1. Auf die Revision der Klägerin wird das Urteil des Landesarbeitsgerichts Berlin-Brandenburg vom 29. Mai 2008 - 20 Sa 1594/07 - aufgehoben.

2. Die Sache wird zur neuen Verhandlung und Entscheidung - auch über die Kosten der Revision - an das Landesarbeitsgericht zurückverwiesen.

Tatbestand

1

Die Parteien streiten über die Wirksamkeit einer Änderungskündigung.

2

Die Klägerin ist seit 1993 bei der Beklagten tätig. Die Beklagte nimmt im Auftrag des Bundesfinanzministeriums Aufgaben des Immobilienmanagements im ländlichen Raum der fünf neuen Bundesländer wahr. Sie ist in verschiedene Niederlassungen gegliedert. In Mecklenburg-Vorpommern bestehen Niederlassungen in Schwerin/Rostock, mit Geschäftsstellen in Schwerin und Rostock, und in Neubrandenburg. In den Geschäftsstellen Schwerin und Rostock sowie der Niederlassung Neubrandenburg waren Betriebsräte gewählt worden; am Sitz der Beklagten besteht ein Gesamtbetriebsrat.

3

Die Klägerin arbeitete ursprünglich als Gruppenleiterin im Bereich „Außenstellen Rostock“ mit „Dienstort Rostock“. Später wurde sie in Rostock als Referentin weiterbeschäftigt. Gemeinsam mit drei weiteren Referenten bearbeitete sie den Bereich „Bad Doberan“.

• _BEREITGESTELLTE ANGABEN_:
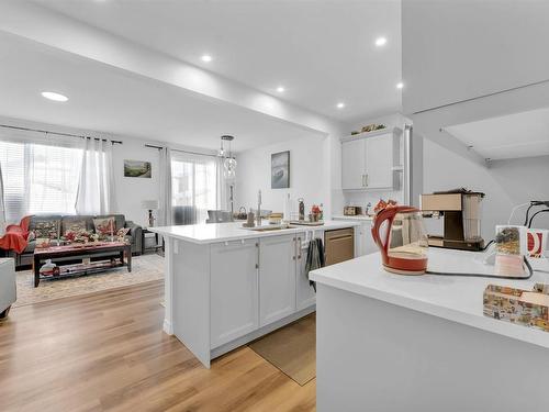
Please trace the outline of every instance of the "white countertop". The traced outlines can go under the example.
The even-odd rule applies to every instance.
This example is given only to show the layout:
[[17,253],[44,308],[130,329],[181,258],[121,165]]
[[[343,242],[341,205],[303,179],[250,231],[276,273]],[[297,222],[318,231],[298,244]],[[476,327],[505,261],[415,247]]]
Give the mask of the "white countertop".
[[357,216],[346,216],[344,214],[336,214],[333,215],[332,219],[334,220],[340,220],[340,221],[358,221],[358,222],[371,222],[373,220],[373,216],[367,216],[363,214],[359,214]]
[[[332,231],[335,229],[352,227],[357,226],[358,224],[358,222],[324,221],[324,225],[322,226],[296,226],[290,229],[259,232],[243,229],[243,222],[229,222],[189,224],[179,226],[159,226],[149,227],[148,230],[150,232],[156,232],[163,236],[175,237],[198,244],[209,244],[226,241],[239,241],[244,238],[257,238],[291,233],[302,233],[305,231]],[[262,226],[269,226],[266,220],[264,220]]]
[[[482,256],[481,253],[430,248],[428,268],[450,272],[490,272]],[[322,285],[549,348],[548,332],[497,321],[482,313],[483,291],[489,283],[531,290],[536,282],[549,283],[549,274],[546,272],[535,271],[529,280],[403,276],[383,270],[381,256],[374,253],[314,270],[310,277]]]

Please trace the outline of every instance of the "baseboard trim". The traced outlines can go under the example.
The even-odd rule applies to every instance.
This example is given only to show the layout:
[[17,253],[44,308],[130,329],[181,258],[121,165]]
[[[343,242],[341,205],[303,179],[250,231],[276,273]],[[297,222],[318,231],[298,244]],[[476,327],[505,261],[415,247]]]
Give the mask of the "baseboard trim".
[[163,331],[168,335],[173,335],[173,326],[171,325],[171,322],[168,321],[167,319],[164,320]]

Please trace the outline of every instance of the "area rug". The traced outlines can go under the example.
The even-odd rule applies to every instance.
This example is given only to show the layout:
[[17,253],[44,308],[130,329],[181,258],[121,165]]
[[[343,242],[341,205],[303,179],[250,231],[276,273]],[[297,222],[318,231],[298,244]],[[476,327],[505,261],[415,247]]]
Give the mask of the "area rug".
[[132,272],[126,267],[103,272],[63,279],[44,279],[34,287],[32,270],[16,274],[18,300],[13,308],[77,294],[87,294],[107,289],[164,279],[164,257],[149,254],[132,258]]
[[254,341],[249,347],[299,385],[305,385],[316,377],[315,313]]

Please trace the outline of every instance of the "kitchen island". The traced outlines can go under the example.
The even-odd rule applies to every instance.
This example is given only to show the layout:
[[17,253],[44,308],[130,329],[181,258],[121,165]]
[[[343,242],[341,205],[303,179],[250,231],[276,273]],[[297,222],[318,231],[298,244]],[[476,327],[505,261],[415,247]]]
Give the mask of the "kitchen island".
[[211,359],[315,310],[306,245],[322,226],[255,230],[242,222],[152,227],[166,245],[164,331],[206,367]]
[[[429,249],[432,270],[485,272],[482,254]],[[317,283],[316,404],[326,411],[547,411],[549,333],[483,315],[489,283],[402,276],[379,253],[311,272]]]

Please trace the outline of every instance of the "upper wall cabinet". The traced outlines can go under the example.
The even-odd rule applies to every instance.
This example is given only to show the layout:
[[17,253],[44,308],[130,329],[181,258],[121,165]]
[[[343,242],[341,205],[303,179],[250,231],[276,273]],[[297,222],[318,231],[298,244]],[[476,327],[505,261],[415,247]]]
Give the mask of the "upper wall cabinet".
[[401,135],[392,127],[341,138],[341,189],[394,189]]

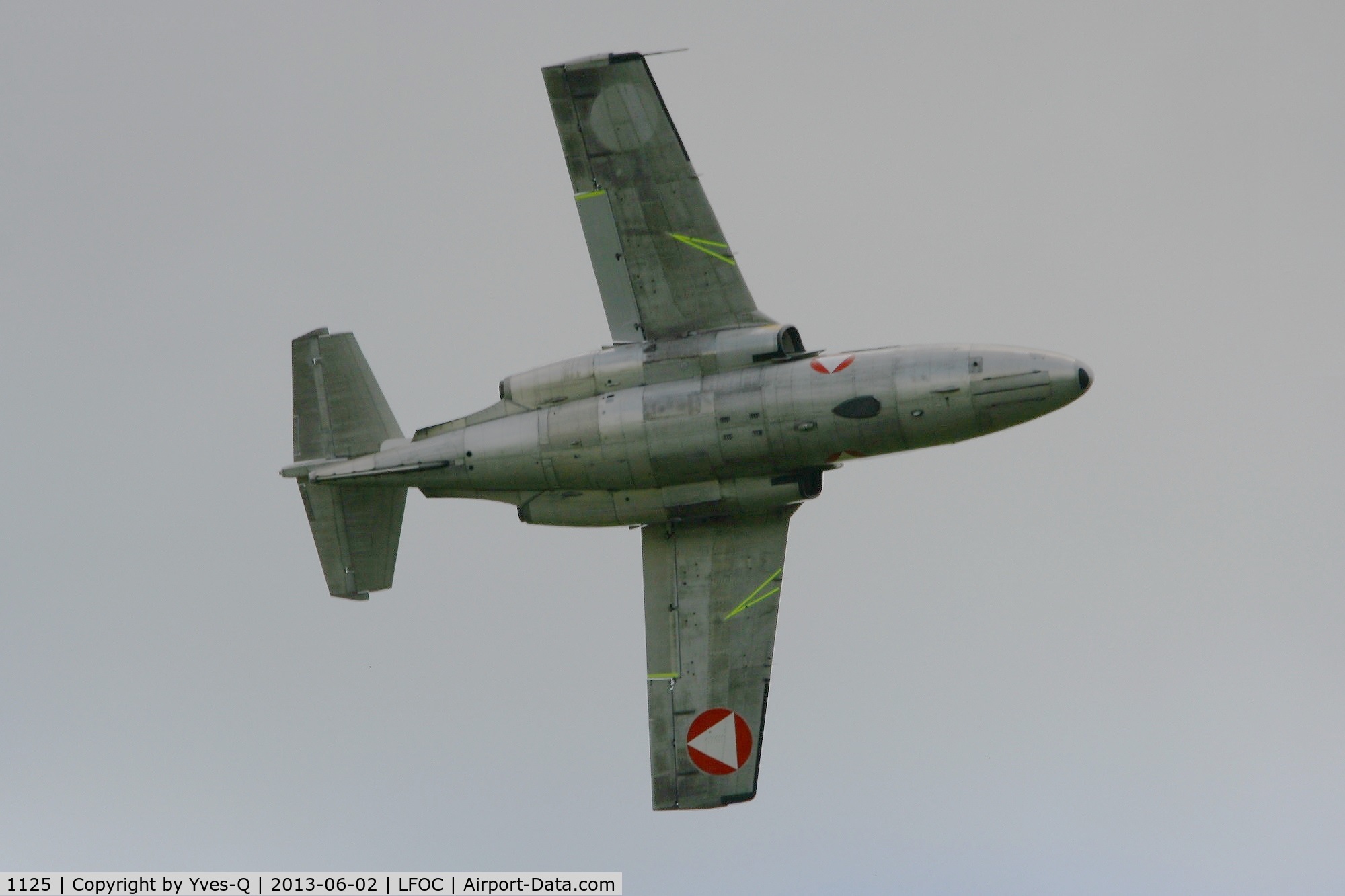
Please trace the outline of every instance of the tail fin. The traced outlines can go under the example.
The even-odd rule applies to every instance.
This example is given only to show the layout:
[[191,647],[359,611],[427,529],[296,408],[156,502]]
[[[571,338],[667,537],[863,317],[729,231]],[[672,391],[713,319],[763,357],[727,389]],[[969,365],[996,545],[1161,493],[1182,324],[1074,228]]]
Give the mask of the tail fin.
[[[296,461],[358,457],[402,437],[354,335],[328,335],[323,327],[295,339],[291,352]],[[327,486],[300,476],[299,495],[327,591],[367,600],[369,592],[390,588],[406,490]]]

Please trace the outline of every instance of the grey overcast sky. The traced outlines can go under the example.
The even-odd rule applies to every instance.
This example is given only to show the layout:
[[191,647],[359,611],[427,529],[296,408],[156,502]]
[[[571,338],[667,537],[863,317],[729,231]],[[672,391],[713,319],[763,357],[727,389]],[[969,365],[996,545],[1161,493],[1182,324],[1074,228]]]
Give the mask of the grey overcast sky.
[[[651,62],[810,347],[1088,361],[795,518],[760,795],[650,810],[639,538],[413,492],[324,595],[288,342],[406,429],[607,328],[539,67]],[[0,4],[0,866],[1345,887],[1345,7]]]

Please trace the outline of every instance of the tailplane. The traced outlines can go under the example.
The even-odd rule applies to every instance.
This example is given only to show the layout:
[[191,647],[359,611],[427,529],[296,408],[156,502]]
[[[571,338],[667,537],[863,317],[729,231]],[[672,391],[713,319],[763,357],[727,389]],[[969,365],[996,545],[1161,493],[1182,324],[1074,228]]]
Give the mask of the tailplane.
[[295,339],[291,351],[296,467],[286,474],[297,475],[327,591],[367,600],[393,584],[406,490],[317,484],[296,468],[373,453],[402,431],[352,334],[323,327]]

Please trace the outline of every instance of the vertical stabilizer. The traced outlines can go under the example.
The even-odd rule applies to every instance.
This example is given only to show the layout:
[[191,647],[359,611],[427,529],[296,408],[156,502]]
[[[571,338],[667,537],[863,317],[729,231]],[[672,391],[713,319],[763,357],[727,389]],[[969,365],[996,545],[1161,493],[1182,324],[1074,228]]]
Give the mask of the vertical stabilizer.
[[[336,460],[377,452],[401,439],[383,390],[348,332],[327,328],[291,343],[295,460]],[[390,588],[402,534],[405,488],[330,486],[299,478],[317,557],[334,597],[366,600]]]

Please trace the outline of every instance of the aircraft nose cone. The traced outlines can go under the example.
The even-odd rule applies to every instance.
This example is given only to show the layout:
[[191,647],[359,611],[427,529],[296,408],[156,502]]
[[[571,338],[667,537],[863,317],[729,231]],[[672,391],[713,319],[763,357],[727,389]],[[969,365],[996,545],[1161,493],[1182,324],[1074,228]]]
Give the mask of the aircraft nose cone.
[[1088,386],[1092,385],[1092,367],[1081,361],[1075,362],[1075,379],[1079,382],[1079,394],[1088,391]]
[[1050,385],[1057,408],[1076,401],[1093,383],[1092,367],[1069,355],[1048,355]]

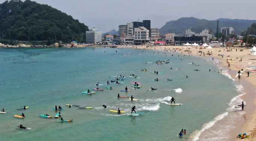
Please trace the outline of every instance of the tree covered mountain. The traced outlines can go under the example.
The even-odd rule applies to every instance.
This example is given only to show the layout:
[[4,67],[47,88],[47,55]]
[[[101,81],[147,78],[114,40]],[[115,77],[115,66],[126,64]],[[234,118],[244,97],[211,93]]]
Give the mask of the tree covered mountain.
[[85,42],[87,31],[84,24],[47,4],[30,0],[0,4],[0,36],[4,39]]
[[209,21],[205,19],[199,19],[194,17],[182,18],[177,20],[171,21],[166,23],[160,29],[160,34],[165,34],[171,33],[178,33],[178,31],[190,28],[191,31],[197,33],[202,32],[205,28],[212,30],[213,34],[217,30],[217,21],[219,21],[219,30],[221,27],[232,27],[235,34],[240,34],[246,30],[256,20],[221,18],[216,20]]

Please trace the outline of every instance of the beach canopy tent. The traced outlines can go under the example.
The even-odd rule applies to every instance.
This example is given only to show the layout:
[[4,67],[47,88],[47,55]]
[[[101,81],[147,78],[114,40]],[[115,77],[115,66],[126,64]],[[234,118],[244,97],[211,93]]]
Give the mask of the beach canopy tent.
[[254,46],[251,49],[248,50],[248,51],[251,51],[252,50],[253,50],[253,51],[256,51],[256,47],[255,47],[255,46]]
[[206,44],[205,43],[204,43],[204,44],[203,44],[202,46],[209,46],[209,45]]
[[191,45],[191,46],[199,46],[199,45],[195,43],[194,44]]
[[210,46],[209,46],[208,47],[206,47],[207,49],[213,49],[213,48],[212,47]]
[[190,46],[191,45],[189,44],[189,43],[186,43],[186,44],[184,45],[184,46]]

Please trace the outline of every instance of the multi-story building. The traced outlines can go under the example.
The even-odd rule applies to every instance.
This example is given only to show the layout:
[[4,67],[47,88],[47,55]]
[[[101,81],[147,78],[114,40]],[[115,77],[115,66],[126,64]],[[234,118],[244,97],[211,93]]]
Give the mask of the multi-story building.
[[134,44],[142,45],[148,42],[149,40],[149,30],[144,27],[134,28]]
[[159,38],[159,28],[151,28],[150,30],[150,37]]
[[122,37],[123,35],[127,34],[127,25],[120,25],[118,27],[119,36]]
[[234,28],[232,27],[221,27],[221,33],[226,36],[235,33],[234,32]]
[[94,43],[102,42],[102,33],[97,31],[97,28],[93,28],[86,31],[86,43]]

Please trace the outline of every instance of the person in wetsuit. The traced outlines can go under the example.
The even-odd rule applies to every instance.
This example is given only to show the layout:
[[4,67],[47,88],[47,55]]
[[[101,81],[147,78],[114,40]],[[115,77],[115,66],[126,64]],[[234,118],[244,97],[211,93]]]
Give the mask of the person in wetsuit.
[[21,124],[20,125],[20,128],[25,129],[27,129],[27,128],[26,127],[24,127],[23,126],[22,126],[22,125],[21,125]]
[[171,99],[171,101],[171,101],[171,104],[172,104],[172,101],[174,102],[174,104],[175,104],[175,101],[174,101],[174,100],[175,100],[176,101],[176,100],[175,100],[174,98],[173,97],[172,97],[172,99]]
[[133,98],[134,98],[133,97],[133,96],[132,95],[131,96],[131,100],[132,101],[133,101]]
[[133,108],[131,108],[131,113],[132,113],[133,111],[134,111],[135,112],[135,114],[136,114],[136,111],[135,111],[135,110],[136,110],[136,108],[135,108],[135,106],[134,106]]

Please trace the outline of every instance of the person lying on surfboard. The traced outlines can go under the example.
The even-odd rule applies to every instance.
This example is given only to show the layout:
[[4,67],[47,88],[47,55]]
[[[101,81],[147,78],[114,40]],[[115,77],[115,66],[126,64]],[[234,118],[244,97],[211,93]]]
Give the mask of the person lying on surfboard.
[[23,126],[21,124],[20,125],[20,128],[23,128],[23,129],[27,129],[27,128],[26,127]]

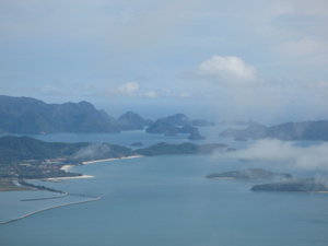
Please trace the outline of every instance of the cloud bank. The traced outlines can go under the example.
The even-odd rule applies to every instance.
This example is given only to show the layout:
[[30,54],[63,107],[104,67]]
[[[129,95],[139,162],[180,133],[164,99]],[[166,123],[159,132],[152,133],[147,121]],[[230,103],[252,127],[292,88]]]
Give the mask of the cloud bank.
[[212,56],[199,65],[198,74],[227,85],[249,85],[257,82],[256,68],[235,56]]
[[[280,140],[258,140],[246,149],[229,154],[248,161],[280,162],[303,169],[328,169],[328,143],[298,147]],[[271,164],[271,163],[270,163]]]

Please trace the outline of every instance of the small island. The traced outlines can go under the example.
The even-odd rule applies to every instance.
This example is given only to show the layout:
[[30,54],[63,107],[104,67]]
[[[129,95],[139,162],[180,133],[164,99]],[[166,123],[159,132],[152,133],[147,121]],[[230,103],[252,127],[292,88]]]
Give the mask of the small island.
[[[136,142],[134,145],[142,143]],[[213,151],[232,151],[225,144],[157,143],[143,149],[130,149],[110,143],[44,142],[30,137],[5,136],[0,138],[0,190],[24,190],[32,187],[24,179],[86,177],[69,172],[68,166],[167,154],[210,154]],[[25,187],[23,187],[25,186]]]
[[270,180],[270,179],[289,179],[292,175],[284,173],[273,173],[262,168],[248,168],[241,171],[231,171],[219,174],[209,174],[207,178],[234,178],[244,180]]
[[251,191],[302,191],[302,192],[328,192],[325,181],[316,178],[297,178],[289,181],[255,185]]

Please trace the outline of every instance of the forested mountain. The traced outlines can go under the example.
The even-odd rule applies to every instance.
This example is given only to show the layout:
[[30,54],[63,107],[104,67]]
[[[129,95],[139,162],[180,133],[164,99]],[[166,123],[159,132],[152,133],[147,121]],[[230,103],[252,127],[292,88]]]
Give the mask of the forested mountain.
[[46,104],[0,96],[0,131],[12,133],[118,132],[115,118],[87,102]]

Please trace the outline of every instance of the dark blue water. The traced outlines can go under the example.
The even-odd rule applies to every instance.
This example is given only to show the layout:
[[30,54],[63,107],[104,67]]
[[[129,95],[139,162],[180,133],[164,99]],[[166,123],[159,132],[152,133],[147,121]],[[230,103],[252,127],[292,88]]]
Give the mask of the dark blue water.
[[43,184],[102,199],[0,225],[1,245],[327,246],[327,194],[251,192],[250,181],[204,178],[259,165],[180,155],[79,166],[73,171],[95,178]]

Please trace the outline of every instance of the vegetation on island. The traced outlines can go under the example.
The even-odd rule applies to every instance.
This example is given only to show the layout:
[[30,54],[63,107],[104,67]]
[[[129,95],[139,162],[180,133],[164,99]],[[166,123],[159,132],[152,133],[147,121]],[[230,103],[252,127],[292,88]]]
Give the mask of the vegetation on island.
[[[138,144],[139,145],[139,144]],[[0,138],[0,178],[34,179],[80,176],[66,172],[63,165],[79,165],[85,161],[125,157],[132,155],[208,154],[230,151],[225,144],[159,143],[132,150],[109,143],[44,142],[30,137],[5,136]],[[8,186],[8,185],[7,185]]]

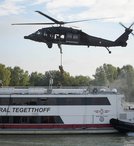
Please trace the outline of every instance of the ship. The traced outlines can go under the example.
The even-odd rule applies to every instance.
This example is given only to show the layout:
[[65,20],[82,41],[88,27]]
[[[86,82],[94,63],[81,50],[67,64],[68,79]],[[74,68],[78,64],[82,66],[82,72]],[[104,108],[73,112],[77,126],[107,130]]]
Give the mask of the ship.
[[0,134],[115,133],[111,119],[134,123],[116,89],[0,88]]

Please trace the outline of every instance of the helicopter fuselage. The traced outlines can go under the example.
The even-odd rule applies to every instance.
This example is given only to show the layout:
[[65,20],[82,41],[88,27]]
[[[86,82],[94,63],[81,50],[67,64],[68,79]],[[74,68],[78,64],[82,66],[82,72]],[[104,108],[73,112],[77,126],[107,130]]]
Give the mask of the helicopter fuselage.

• _ZU ERLEDIGEN_: Führe das Urteil zur Änderungskündigung im Anschluss an seinen letzten Satz fort. Die Einträge stammen aus einer anderen Quelle als der Textauszug.

• _ERGEBNIS_:
4

Die Beklagte beschloss im Jahr 2003, wegen rückläufigen Auftragsvolumens die Zahl ihrer Geschäftsstellen zu reduzieren und Personal abzubauen. Am 15. Dezember 2003 vereinbarte sie mit dem Gesamtbetriebsrat einen Interessenausgleich. In ihm ist unter § 5 geregelt, dass Versetzungen entweder auf freiwilliger Basis oder im Rahmen von vereinbarten Zumutbarkeitskriterien erfolgen sollen. Ein Versetzungsangebot gilt ua. dann als zumutbar, wenn der Fahrweg mit öffentlichen Verkehrsmitteln von der Wohnung zur Arbeitsstätte maximal 1 ½ Stunden je Weg beträgt (§ 6 Abs. 3 des Interessenausgleichs). Der Interessenausgleich wurde am 20. Januar 2005 ohne inhaltliche Änderungen neu gefasst.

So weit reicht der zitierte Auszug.